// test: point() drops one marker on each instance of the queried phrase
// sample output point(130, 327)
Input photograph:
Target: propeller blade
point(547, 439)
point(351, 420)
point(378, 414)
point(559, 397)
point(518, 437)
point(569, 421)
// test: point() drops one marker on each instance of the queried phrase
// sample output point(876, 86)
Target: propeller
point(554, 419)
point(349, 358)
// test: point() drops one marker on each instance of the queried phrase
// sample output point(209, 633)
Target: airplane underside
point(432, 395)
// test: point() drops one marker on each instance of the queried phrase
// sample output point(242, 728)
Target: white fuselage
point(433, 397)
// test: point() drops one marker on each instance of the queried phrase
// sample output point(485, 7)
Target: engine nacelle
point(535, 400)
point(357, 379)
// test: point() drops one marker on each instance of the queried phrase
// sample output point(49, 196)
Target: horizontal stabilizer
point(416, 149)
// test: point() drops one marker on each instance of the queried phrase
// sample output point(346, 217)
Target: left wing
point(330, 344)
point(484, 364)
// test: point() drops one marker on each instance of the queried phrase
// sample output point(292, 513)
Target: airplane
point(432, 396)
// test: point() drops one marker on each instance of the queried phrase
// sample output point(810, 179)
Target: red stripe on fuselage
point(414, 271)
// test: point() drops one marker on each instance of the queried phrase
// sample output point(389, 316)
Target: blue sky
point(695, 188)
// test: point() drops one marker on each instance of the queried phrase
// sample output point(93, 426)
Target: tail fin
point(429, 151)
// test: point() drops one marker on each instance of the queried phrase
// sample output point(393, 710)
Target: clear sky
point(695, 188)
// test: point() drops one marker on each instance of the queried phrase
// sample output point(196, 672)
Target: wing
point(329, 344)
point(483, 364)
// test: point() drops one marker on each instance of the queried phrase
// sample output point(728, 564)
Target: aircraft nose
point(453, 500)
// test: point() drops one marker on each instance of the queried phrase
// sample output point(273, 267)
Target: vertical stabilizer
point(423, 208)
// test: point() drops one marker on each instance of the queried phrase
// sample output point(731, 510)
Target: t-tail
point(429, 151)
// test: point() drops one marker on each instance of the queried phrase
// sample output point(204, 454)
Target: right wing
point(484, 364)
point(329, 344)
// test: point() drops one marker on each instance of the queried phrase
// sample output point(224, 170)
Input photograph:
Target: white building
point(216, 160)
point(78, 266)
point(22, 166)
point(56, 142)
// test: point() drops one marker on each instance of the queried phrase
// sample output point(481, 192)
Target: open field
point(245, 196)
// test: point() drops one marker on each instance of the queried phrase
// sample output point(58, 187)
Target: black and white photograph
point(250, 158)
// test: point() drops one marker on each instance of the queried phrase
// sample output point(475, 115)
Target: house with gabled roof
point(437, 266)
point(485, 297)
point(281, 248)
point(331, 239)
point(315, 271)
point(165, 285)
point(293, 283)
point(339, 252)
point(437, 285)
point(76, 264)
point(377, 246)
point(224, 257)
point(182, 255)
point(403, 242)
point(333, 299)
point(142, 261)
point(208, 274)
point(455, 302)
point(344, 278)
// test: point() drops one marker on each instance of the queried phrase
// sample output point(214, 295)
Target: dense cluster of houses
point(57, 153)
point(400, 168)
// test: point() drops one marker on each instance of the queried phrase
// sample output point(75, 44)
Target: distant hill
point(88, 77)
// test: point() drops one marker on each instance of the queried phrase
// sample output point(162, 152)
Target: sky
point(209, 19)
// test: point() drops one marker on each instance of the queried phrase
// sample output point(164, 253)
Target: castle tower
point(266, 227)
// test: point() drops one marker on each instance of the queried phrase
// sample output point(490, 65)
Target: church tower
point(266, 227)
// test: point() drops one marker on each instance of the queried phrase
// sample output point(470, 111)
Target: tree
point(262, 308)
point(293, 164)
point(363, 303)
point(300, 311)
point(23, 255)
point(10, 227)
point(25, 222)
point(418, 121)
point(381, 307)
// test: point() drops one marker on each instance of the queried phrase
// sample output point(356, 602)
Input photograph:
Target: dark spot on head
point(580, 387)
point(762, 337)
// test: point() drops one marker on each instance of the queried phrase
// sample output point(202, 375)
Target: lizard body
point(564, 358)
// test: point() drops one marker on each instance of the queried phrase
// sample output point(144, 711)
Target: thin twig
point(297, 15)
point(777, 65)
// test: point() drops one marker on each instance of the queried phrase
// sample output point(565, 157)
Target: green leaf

■ ■ ■ ■

**CHALLENGE**
Update the material above by changing every "Target" to "Query" and leaving all other text as it is.

**EXERCISE RESPONSE**
// test: point() drops one marker on each instance of the queried phrase
// sample output point(130, 327)
Input photograph:
Query: propeller blade
point(547, 439)
point(351, 420)
point(378, 414)
point(559, 397)
point(518, 437)
point(569, 421)
// test: point() drops one marker on each instance of the queried phrase
// sample output point(876, 86)
Query: propeller
point(554, 419)
point(349, 358)
// test: point() drops one marker on each instance of the queried phrase
// sample output point(209, 633)
Query: airplane underside
point(432, 395)
// test: point() drops one marker on each instance of the queried phrase
// sample output point(242, 728)
Query: white fuselage
point(433, 397)
// test: point() drops one marker on each instance of the queried phrase
// sample output point(485, 7)
Query: engine nacelle
point(535, 400)
point(357, 379)
// test: point() drops one marker on each instance of the queried phrase
// sample output point(49, 196)
Query: horizontal stabilizer
point(416, 149)
// test: point() drops one marker on each instance of the queried phrase
// sample output point(346, 217)
Query: left wing
point(330, 344)
point(484, 364)
// test: point() drops one marker on each instance of the queried phrase
// sample output point(292, 513)
Query: airplane
point(432, 396)
// test: point() drops one marker on each instance of the queried phrase
// sample output point(810, 179)
Query: red stripe on fuselage
point(414, 271)
// test: point() drops one marker on each instance of the queried phrase
// sample output point(389, 316)
Query: blue sky
point(695, 188)
// test: point() drops one marker on each instance of the queried phrase
// sample output point(93, 426)
Query: tail fin
point(429, 151)
// test: point() drops one marker on each instance of the queried phrase
// sample output point(393, 710)
Query: clear sky
point(695, 188)
// test: point() drops one marker on each instance of the queried phrase
// sample output point(196, 672)
Query: wing
point(329, 344)
point(483, 364)
// test: point() drops one marker on each instance of the queried phrase
// sample output point(728, 564)
Query: aircraft nose
point(453, 500)
// test: point() drops one marker on each instance of the queried phrase
// sample output point(273, 267)
Query: vertical stabilizer
point(423, 208)
// test: point() drops one marker on each instance of the queried phrase
// sample output point(731, 510)
Query: t-tail
point(429, 151)
// test: point() drops one marker on each instance of the queried phrase
// sample output point(204, 454)
Query: right wing
point(484, 364)
point(329, 344)
// test: point() drops one marker on each instance of the queried phrase
// sample output point(224, 170)
Input photograph:
Query: white building
point(216, 160)
point(78, 266)
point(22, 166)
point(56, 142)
// test: point() drops one marker on each instance of the queried phrase
// sample output point(481, 192)
Query: open field
point(245, 196)
// test: point() drops one marker on each instance of the queried phrase
// sample output point(58, 187)
Query: black and white photograph
point(250, 158)
// test: point() drops one marker on each instance of the queried phrase
// sample output point(475, 115)
Query: house with gabled roof
point(437, 266)
point(485, 297)
point(281, 248)
point(331, 239)
point(315, 271)
point(165, 285)
point(293, 283)
point(339, 252)
point(437, 285)
point(76, 264)
point(377, 246)
point(224, 257)
point(182, 255)
point(403, 242)
point(333, 299)
point(142, 261)
point(208, 274)
point(455, 302)
point(344, 278)
// test: point() drops one marker on each instance of the queried phrase
// sample output point(214, 295)
Query: dense cluster of houses
point(57, 153)
point(400, 168)
// test: point() drops one marker on each instance of the queried phrase
// sample output point(75, 44)
Query: distant hill
point(88, 77)
// test: point() drops one marker on each instance of the queried phrase
// sample output point(162, 152)
Query: sky
point(209, 19)
// test: point() drops one marker on each instance of the queried phrase
// sample output point(164, 253)
Query: castle tower
point(266, 227)
// test: point() drops one marker on each instance of the queried phrase
// sample output point(490, 65)
Query: church tower
point(266, 227)
// test: point() drops one marker on each instance of the queried phrase
// sample output point(470, 111)
Query: tree
point(262, 308)
point(293, 164)
point(363, 303)
point(300, 311)
point(23, 255)
point(10, 227)
point(25, 222)
point(418, 121)
point(381, 307)
// test: point() drops one marker on each instance of the queried phrase
// sample output point(356, 602)
Input photograph:
Query: dark spot on head
point(580, 387)
point(762, 337)
// test: point() drops one marker on each instance of the queried phrase
// sample output point(202, 375)
Query: lizard body
point(564, 358)
// test: point() drops one marker on each instance of the queried phrase
// sample output point(144, 711)
Query: thin twig
point(297, 15)
point(777, 65)
// test: point() drops one marker on each instance of the queried phrase
// sample output point(565, 157)
Query: green leaf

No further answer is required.